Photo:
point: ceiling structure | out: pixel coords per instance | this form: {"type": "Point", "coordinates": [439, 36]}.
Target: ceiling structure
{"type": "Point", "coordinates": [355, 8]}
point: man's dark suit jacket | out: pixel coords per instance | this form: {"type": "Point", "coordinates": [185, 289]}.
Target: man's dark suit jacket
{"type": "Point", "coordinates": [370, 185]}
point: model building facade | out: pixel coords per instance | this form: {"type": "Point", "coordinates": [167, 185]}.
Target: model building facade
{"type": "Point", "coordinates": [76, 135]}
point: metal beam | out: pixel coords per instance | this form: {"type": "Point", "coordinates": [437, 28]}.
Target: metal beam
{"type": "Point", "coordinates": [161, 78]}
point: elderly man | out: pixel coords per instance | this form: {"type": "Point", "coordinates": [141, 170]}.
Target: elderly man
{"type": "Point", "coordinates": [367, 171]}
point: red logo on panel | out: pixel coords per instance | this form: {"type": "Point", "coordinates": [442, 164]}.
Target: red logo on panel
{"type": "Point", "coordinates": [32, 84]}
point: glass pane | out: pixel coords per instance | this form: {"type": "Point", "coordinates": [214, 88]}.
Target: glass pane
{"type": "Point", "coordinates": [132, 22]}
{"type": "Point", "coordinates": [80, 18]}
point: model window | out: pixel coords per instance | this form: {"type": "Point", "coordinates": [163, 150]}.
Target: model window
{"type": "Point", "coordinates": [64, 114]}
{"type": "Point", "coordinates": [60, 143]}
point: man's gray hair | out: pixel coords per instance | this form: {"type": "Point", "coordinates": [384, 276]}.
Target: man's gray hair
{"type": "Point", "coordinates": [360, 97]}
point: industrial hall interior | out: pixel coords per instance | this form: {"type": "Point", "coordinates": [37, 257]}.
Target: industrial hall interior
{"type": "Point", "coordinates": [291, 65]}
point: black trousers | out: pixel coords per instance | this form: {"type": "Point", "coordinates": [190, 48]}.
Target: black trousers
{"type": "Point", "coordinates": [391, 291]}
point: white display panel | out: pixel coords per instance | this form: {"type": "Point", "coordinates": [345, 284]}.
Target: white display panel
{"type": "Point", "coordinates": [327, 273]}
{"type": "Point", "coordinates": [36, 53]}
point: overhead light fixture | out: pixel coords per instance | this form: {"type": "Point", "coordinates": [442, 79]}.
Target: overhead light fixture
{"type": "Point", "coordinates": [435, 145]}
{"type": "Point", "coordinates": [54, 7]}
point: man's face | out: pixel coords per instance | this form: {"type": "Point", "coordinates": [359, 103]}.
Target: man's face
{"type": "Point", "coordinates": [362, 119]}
* * *
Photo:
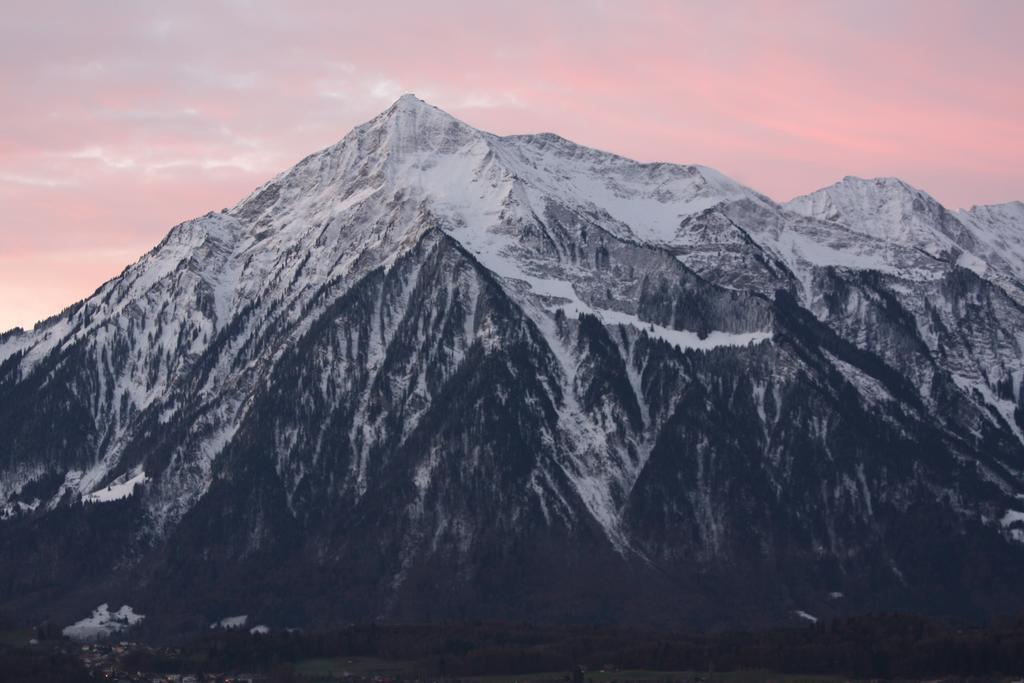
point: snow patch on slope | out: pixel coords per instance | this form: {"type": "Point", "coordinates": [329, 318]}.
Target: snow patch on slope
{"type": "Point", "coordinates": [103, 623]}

◆ **Problem to work on**:
What are the lines, exactly as written above, from the line with "Target: model building facade" to the line with "point: model window", both included? Output only those.

◆ **Task answer**:
Target: model building facade
{"type": "Point", "coordinates": [76, 135]}
point: metal beam | out: pixel coords per instance | this form: {"type": "Point", "coordinates": [437, 28]}.
Target: metal beam
{"type": "Point", "coordinates": [161, 78]}
point: elderly man | out: pixel coords per instance | this form: {"type": "Point", "coordinates": [141, 170]}.
Target: elderly man
{"type": "Point", "coordinates": [367, 171]}
point: red logo on panel | out: pixel coords per instance | this form: {"type": "Point", "coordinates": [442, 164]}.
Target: red logo on panel
{"type": "Point", "coordinates": [32, 84]}
point: glass pane | out: pixel coords per instance | this form: {"type": "Point", "coordinates": [214, 88]}.
Target: glass pane
{"type": "Point", "coordinates": [132, 22]}
{"type": "Point", "coordinates": [80, 18]}
point: model window | out: pixel coords per instance | this form: {"type": "Point", "coordinates": [163, 150]}.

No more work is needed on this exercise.